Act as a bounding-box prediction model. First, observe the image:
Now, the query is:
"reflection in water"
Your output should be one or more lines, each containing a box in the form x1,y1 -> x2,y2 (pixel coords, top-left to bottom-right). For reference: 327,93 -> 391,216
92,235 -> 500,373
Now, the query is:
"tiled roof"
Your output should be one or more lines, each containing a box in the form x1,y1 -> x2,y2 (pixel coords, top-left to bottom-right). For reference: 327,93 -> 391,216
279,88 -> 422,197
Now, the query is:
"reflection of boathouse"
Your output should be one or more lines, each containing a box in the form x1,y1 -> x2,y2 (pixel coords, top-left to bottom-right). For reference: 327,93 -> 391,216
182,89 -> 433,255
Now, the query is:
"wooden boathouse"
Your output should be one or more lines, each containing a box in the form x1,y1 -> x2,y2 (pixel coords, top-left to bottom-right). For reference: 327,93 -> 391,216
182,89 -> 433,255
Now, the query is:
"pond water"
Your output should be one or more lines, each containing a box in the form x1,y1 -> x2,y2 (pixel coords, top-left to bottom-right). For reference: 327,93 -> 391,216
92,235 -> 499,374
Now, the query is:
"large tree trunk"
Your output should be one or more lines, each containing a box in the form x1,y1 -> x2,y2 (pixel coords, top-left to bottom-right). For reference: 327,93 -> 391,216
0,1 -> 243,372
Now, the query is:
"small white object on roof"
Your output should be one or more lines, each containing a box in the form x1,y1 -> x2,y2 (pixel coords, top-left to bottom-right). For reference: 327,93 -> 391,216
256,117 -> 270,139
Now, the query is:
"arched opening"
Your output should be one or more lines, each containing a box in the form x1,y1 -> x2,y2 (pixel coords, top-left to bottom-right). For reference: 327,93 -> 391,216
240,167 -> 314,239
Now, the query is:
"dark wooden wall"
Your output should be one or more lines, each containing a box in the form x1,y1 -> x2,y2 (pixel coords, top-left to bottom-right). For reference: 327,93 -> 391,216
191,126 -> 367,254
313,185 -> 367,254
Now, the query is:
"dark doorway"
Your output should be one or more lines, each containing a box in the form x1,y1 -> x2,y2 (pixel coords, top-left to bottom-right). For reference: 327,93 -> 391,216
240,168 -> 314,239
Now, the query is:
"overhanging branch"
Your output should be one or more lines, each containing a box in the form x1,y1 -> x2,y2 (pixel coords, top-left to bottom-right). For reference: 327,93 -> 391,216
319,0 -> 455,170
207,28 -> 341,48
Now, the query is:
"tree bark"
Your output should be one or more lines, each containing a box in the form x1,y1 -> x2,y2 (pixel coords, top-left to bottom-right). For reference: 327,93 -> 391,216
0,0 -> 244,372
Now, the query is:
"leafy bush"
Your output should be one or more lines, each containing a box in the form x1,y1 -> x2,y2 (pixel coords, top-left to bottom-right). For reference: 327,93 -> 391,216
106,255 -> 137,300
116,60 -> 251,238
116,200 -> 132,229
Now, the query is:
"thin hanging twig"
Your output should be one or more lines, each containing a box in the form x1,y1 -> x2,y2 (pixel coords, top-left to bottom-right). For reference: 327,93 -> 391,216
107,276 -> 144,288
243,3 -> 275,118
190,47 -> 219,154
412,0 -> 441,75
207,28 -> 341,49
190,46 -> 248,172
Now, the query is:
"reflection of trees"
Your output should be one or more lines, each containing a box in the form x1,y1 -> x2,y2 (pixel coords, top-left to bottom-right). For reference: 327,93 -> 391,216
====================
* _ACTIVITY_:
Find the lines above holding the word "reflection" and show them.

* _SOLUTION TO THIS TASK_:
"reflection in water"
"reflection of boathouse"
"reflection of trees"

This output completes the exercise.